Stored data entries
----------
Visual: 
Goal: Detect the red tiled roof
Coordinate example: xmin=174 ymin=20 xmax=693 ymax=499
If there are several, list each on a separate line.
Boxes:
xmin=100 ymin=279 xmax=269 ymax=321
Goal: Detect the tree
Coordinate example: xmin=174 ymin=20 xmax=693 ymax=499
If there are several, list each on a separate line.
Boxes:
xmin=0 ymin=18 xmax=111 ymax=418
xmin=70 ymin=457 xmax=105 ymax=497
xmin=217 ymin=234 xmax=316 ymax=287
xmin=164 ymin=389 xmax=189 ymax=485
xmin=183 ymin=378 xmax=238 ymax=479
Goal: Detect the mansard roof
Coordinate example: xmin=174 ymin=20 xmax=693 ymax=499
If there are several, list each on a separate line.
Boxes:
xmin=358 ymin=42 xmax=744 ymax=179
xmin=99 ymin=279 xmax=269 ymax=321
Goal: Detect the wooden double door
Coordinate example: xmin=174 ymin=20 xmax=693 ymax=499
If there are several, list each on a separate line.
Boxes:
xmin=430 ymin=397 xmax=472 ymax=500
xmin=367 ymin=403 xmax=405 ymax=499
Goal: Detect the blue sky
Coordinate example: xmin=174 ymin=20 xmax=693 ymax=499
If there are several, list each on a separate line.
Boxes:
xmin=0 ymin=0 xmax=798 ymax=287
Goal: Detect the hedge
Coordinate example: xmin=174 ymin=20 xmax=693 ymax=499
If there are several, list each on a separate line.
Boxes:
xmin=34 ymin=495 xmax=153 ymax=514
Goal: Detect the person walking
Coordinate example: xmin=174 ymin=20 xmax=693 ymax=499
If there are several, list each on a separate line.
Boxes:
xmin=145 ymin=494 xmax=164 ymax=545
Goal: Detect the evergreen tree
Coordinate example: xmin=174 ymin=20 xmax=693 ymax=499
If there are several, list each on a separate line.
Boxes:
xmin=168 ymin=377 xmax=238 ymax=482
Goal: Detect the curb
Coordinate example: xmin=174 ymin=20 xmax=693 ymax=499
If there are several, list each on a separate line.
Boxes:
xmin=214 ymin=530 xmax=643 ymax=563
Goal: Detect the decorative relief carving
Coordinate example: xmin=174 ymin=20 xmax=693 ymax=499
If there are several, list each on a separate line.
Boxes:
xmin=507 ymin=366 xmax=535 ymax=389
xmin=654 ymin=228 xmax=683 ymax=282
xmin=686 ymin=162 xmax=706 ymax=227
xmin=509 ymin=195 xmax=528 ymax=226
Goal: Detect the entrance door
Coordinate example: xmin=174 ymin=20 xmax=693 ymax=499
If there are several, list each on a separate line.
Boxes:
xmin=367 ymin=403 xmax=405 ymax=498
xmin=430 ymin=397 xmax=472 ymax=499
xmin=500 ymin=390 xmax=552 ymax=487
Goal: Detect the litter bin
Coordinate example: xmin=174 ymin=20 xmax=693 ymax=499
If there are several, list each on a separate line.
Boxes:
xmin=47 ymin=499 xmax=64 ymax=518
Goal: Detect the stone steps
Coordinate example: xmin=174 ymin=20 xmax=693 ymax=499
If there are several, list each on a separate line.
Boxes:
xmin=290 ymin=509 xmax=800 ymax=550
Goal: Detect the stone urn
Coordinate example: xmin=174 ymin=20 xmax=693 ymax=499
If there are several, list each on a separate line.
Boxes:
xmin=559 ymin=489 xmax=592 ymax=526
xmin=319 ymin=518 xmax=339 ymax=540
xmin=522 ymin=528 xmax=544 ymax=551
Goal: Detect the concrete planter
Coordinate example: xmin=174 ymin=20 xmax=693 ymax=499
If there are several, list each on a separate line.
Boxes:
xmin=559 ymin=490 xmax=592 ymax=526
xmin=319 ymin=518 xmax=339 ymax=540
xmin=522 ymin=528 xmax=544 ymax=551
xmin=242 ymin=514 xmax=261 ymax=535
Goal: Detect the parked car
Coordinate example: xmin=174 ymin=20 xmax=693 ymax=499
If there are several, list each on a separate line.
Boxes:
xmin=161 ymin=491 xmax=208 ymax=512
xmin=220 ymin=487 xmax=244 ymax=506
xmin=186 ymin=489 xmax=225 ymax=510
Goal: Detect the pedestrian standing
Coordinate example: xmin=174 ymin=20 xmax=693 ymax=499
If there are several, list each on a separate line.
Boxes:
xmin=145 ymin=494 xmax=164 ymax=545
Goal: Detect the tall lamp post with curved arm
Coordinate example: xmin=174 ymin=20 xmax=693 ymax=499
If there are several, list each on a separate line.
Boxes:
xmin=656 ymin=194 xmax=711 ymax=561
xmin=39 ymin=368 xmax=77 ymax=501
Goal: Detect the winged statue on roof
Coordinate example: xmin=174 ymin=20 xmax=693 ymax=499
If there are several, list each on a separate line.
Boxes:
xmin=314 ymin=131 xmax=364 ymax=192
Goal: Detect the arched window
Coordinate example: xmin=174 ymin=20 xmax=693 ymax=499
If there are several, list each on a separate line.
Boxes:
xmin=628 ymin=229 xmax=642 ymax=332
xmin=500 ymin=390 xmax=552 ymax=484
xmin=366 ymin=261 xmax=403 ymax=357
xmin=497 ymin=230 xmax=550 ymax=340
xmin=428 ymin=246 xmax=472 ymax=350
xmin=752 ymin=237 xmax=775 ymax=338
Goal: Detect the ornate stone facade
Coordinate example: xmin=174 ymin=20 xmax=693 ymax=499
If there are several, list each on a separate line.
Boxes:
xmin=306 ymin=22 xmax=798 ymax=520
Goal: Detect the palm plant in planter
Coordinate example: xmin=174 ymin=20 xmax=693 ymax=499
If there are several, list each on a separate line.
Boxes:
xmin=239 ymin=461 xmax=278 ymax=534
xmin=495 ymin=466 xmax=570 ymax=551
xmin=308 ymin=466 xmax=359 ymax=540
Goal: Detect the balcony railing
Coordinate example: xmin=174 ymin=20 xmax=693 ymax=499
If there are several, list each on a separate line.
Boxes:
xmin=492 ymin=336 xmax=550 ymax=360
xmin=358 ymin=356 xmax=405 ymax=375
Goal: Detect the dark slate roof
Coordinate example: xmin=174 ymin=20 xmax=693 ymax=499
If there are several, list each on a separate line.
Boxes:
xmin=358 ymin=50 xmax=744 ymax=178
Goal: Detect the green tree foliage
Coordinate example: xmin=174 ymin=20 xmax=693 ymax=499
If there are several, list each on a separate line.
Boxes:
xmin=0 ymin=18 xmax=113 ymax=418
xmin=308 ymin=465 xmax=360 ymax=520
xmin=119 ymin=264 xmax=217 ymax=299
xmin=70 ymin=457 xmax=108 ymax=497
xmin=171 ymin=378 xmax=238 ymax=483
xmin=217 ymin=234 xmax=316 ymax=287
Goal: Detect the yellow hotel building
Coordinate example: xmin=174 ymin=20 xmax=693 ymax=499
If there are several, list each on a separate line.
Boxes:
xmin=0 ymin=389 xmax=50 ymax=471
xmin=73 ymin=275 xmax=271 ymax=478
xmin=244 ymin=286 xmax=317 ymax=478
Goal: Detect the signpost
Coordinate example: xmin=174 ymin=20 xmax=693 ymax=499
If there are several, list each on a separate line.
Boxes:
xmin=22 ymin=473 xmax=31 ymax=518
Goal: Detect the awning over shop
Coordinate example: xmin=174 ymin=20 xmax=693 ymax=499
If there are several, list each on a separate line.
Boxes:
----------
STATED GOAL:
Please copy the lines again, beginning at the line that has "Goal: Detect the pedestrian standing" and stopping after the line that has "xmin=314 ymin=131 xmax=364 ymax=192", and subtract 115 from every bounding box coordinate.

RESPONSE TO THE EXERCISE:
Goal: Detect the pedestrian standing
Coordinate example: xmin=174 ymin=20 xmax=693 ymax=499
If there are several, list each on a separate line.
Boxes:
xmin=30 ymin=379 xmax=49 ymax=430
Goal: Detect the tall lamp post with curved arm
Coordinate example: xmin=174 ymin=20 xmax=693 ymax=499
If there are several, list each on a separate line.
Boxes:
xmin=541 ymin=79 xmax=596 ymax=446
xmin=-76 ymin=253 xmax=-38 ymax=386
Goal: Detect the winged statue on roof
Coordinate example: xmin=174 ymin=20 xmax=693 ymax=499
If there are several, list each on a separate line.
Boxes:
xmin=199 ymin=16 xmax=249 ymax=77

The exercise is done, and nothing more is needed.